BEGIN WORKING DATA

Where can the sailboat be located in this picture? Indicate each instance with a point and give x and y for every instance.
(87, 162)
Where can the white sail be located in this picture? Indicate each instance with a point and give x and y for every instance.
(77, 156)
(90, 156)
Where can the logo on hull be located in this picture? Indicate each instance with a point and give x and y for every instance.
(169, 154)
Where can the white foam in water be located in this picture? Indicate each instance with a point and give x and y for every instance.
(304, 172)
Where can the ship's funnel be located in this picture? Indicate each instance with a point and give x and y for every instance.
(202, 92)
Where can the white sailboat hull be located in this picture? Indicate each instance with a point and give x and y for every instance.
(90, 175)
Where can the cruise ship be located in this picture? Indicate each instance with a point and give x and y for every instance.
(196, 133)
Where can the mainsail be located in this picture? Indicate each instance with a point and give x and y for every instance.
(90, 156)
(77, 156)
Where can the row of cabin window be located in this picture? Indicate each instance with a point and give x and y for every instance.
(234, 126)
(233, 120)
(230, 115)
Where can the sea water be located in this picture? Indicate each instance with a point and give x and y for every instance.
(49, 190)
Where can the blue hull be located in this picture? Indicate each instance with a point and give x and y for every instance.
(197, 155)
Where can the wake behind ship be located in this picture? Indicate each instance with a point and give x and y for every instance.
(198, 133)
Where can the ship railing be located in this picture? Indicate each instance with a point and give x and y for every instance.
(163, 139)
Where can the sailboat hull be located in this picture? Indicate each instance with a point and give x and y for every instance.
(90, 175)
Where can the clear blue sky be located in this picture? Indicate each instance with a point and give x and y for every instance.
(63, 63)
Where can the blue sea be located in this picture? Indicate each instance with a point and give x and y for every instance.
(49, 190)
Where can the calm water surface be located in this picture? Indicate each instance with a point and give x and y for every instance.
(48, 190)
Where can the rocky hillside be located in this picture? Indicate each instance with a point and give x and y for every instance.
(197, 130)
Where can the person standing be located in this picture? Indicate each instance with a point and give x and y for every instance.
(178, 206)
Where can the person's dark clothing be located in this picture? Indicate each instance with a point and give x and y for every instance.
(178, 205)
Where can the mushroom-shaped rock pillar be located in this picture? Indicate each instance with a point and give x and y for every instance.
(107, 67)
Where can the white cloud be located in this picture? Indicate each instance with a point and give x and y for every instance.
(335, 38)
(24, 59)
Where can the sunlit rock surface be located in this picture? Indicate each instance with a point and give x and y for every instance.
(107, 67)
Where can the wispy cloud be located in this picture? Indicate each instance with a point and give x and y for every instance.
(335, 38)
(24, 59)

END WORKING DATA

Write out all of the records once more, exactly.

FINISHED TASK »
Where can the sailboat be located in this picture? Indicate each instance with a point and give x and y for every instance.
(87, 162)
Where can the white sail be located in this picture? Indicate each instance with a point and give x and y for every instance.
(77, 156)
(90, 156)
Where can the logo on hull be located in this picture? Indicate each instance with a point and give x and y for every instance.
(169, 154)
Where can the white foam in water be located in this picture? Indicate each instance with a point and give x and y for every instance.
(304, 172)
Where can the ship's funnel be located in this picture? Indicate each instance with a point and give x and y for every instance.
(202, 92)
Where can the white sailboat hull be located in this picture? Indicate each instance with a point and give x and y for every instance.
(90, 175)
Where can the cruise ship be located in this picture? Indicate each instance with a point and give x and y for every instance.
(196, 133)
Where can the mainsail be located in this picture? Indicate each instance with a point and give x and y for every instance.
(90, 156)
(77, 156)
Where can the row of cabin window be located in this picture? Indicate each instance with a point and give x and y for every instance.
(234, 126)
(233, 120)
(230, 115)
Where can the sea water be located in this picture? Indicate each instance with a point and give x and y for every instance.
(49, 190)
Where can the blue hull be located in this picture? Indicate each instance with a point and give x and y for every instance.
(197, 155)
Where can the wake behind ship be located in this picture? Indicate each instance with a point and give x and y for every instance.
(198, 133)
Where can the ship railing be located in this picture? Indicate each instance with a point and give x and y for every instance.
(163, 139)
Where can the sailboat hull be located in this picture? Indicate each instance with a point and give x and y for every instance.
(90, 175)
Where can the clear blue sky be located in this picture? Indicate each instance with a point and give x and y for every instance.
(63, 63)
Where can the blue sea be located in this picture? Indicate each instance with a point and give x and y for every instance.
(49, 190)
Where can the calm water surface be located in this picture? Indicate each instance with a point and give x and y for every instance.
(48, 190)
Where can the rocky hillside be located in this picture? Indicate each instance with a point and give x and y for every instance.
(197, 130)
Where can the person standing be located in this picture? Indicate each instance with a point and give x and y for every instance.
(178, 206)
Where can the person's dark clothing be located in this picture? Indicate each instance with a point and give x and y for every instance.
(178, 205)
Where can the mushroom-shaped rock pillar be located in this picture? Indicate each instance with a point and give x and y for every instance.
(107, 67)
Where can the white cloud be located in this picture? Indicate each instance with a point and give x and y for every instance.
(335, 38)
(24, 59)
Where can the sunlit rock surface be located in this picture? Indicate each instance with a point and give x and y for every instance.
(107, 67)
Where can the wispy cloud be located in this picture? Indicate each instance with a point and give x and y for every instance.
(335, 38)
(24, 59)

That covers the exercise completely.